■ **WHAT NEEDS TO BE DONE**: Copy out, character for character, the lines of the items below from the line with "Here's a bet: you won't be able to pinpoint the building" up to and including the line with "338 83 353 108".

★ ★ ★ ★ ★

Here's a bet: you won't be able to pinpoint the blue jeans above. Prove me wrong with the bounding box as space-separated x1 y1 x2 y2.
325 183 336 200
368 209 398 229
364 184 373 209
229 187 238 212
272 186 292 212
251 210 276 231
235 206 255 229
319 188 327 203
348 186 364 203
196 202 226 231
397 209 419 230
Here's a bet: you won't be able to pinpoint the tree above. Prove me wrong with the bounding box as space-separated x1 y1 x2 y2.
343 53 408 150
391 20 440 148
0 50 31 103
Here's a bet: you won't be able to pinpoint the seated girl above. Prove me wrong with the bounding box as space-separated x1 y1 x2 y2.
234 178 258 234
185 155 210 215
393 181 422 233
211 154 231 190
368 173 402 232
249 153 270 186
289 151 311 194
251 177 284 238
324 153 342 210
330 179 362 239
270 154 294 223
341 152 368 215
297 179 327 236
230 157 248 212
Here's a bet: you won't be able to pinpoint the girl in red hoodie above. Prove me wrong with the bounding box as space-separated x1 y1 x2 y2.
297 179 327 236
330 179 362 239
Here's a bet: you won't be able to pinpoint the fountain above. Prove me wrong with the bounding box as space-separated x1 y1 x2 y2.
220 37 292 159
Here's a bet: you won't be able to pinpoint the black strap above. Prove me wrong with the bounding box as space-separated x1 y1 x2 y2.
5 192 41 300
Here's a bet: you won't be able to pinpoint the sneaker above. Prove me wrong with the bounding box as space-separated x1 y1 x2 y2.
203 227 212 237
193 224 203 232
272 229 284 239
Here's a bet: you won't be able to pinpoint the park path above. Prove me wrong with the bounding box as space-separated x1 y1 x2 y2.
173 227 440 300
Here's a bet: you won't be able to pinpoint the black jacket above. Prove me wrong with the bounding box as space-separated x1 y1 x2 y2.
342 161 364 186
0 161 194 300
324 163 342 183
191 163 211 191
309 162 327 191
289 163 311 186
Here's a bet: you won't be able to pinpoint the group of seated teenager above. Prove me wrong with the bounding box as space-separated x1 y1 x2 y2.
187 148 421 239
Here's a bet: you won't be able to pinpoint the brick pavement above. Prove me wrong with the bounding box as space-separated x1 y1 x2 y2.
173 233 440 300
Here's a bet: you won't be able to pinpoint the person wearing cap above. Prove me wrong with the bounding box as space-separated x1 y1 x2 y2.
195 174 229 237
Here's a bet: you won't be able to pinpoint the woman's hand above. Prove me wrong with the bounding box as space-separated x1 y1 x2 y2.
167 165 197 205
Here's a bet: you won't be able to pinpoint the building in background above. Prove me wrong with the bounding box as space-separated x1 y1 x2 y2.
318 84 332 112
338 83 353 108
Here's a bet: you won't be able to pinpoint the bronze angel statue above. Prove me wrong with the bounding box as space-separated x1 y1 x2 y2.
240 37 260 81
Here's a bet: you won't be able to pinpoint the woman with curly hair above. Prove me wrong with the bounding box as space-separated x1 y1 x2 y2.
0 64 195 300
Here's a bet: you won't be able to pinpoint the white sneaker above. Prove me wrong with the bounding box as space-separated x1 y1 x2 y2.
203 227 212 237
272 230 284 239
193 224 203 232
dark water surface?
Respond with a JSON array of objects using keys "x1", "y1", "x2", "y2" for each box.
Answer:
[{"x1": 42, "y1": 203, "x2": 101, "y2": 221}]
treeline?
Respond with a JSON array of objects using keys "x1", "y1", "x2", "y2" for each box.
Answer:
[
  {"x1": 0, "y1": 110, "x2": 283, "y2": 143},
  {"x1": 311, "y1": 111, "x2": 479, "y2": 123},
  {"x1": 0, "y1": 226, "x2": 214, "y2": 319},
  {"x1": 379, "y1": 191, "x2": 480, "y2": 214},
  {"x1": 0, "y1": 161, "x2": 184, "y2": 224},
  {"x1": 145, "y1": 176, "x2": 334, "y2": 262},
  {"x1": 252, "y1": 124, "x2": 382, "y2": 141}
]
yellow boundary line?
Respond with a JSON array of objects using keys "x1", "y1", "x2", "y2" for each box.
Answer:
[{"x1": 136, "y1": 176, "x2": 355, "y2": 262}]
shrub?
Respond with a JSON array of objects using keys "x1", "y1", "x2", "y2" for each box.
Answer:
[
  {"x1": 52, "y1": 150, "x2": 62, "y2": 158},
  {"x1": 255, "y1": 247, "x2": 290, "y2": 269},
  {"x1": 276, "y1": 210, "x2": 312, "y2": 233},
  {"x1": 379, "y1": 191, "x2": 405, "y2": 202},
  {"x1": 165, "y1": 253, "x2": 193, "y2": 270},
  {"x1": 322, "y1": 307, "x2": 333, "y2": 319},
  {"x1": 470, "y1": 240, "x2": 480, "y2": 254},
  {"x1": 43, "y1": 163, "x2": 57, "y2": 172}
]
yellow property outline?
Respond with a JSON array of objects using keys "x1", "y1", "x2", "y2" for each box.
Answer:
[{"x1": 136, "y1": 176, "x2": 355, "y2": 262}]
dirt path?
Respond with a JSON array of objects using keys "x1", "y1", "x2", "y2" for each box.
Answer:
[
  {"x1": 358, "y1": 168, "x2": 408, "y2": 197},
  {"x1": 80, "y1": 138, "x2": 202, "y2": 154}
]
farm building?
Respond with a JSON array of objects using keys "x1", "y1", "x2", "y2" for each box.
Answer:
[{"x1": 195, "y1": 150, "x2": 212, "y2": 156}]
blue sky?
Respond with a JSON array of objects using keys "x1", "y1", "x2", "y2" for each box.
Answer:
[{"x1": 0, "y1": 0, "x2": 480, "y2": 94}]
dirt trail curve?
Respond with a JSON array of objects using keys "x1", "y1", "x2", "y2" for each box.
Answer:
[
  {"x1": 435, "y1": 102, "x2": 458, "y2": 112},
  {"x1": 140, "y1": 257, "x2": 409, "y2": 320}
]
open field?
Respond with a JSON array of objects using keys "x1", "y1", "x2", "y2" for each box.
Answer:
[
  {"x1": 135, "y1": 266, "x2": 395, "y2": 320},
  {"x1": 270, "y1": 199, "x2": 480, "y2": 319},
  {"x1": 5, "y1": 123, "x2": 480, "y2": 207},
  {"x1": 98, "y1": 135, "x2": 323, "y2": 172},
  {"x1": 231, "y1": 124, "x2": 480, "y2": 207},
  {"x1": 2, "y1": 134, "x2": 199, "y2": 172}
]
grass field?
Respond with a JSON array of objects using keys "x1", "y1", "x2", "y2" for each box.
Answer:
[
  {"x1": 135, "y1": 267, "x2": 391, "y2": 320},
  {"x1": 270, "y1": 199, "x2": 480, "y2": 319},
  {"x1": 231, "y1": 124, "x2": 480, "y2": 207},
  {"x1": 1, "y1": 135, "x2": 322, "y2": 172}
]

★ ★ ★ ★ ★

■ **OUTPUT OF THE TASK**:
Here's a bet: you won't be able to pinpoint the building in background above. Prove me wrong with the bounding box as space-separated x1 y1 x2 y2.
318 84 332 112
338 83 353 108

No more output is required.